**DIRECTIONS**
Restate verbatim the span of lines below between the line with "pixel 188 190" and the line with "pixel 105 43", including those two lines, and only that span.

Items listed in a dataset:
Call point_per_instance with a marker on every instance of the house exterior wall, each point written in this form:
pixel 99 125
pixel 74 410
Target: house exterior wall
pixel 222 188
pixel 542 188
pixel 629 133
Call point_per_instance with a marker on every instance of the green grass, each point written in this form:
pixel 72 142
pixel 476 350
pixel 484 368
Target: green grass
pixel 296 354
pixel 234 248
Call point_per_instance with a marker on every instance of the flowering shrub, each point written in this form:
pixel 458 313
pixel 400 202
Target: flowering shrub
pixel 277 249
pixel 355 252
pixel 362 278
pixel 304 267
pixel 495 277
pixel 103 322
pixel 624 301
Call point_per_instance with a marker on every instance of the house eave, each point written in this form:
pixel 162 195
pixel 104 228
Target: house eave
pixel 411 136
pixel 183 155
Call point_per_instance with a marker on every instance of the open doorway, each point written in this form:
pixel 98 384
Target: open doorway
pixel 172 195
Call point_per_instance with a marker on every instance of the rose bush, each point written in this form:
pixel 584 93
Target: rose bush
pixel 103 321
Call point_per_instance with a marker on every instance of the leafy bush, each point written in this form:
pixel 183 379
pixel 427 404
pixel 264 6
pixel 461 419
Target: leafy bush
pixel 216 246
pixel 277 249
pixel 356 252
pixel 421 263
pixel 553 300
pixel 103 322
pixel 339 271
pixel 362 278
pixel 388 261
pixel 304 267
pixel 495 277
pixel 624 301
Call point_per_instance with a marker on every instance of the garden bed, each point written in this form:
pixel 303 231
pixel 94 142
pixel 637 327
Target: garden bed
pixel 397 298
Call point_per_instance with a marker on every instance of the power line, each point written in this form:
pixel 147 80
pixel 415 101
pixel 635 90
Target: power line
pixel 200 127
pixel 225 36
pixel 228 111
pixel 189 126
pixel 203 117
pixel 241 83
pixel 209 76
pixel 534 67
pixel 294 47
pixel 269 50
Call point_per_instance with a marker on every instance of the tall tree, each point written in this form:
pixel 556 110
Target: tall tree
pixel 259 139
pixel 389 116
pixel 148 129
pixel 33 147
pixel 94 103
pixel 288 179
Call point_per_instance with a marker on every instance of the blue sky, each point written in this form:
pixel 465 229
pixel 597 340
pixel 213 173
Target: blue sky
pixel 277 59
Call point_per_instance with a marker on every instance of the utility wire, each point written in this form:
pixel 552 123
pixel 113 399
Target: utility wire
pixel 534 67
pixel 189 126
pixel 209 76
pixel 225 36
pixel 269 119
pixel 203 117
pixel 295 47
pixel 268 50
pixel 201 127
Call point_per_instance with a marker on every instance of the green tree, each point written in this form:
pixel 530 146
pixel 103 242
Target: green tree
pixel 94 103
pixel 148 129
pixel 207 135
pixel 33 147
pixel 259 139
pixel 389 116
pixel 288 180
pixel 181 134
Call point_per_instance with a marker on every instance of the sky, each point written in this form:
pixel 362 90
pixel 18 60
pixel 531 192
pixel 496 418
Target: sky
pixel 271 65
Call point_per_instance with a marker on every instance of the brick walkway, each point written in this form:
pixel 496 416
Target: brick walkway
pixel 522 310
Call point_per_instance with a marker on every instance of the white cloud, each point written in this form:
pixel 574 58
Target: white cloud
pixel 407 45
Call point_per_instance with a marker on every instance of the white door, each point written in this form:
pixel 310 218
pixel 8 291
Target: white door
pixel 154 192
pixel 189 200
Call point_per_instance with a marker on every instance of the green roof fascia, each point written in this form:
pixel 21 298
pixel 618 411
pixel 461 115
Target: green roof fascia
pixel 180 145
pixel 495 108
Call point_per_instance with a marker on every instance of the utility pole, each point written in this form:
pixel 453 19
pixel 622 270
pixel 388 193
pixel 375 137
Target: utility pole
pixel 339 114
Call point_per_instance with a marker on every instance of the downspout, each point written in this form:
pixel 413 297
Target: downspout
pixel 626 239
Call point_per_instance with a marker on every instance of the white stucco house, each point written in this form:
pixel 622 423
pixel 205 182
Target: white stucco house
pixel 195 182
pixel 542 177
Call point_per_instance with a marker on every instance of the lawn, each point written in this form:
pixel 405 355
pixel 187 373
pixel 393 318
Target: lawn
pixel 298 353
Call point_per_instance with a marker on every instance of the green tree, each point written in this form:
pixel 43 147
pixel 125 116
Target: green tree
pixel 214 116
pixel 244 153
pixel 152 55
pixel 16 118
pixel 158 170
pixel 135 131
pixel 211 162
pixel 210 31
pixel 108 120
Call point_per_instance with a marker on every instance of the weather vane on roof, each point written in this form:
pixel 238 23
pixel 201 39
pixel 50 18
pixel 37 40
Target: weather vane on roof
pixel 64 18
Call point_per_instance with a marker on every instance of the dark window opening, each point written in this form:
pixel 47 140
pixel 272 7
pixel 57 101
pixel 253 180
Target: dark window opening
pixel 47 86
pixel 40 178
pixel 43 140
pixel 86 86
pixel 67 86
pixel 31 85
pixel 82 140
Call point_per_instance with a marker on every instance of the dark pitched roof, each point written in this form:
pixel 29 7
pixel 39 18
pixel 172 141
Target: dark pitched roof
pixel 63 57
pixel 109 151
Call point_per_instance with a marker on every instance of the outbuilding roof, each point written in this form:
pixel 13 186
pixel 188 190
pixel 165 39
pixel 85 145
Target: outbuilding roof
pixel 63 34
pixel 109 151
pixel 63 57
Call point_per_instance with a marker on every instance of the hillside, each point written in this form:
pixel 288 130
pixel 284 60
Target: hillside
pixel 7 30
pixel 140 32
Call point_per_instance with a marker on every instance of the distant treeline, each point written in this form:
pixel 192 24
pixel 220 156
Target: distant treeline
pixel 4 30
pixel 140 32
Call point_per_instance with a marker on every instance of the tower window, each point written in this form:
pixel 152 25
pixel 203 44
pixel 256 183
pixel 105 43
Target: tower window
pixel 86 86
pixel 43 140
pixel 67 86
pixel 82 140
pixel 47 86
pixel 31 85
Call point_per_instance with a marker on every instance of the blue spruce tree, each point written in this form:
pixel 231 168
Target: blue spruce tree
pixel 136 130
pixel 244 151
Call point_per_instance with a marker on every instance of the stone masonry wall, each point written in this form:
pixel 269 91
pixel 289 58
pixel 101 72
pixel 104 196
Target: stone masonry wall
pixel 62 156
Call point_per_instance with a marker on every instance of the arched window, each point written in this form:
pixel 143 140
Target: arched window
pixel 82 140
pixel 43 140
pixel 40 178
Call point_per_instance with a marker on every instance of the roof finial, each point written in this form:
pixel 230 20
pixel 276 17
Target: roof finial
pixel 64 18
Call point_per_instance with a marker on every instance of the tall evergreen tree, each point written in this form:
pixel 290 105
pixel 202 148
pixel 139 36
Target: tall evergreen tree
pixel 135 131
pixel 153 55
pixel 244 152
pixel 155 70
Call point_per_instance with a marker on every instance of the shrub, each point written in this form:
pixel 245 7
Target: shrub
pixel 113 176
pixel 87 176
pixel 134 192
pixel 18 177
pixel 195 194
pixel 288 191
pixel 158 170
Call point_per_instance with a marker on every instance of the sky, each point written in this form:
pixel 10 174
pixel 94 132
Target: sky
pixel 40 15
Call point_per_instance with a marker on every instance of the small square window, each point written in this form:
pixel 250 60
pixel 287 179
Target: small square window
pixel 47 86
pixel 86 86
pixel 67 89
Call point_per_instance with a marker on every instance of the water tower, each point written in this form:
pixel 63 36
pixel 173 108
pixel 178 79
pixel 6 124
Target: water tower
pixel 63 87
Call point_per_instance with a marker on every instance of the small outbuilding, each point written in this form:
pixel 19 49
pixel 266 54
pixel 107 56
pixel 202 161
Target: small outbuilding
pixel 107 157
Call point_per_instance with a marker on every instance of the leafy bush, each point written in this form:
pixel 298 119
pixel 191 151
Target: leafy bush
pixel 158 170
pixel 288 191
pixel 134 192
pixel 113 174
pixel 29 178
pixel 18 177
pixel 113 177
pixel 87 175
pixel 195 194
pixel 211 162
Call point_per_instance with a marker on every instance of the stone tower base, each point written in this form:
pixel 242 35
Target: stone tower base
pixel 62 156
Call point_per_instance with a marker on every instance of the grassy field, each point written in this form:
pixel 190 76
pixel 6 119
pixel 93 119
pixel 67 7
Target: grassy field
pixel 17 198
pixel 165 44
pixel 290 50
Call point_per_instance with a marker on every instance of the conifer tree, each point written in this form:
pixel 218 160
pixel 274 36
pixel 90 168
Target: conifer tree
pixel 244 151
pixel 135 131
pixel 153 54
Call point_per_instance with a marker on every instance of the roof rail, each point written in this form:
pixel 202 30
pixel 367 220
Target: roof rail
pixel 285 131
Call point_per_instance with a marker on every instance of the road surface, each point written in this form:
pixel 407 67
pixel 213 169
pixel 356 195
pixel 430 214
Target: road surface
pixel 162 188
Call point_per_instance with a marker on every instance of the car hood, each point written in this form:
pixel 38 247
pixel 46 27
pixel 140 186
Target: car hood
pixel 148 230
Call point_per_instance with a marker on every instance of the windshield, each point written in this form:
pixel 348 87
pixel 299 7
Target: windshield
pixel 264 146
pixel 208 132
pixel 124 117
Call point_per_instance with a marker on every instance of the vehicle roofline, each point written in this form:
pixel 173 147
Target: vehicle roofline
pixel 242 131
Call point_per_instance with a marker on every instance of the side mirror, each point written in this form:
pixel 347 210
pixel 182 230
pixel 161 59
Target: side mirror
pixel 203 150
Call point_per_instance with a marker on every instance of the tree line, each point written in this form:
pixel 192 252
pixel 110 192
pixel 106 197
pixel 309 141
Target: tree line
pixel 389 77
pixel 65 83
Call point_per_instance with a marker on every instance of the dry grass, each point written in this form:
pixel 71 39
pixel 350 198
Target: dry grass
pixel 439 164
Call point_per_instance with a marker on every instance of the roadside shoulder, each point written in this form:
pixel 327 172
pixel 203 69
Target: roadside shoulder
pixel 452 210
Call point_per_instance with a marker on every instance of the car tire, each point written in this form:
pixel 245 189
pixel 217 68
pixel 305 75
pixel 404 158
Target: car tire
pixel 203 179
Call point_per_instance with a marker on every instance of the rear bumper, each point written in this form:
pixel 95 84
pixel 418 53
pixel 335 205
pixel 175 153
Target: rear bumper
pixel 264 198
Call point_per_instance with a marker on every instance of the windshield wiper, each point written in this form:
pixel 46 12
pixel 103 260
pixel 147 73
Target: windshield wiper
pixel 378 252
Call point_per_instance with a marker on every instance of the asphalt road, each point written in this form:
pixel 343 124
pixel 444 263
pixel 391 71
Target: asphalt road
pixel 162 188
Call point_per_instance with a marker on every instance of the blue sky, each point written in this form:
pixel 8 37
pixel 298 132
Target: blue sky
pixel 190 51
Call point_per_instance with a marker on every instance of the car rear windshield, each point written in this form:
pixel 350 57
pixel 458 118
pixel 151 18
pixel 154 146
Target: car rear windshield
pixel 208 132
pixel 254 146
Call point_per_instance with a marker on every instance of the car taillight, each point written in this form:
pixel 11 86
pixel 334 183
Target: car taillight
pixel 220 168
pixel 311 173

**WORKED SOLUTION**
pixel 188 190
pixel 165 39
pixel 85 145
Target: outbuilding roof
pixel 63 34
pixel 109 151
pixel 63 57
Call point_per_instance with a marker on every instance of the hillside, each point written in this form:
pixel 288 130
pixel 284 60
Target: hillside
pixel 7 30
pixel 140 32
Call point_per_instance with a marker on every instance of the distant treeline, each point written in this form:
pixel 192 24
pixel 220 156
Target: distant treeline
pixel 4 30
pixel 140 32
Call point_per_instance with a marker on every instance of the tower window, each point written in this form:
pixel 152 25
pixel 203 44
pixel 256 183
pixel 105 43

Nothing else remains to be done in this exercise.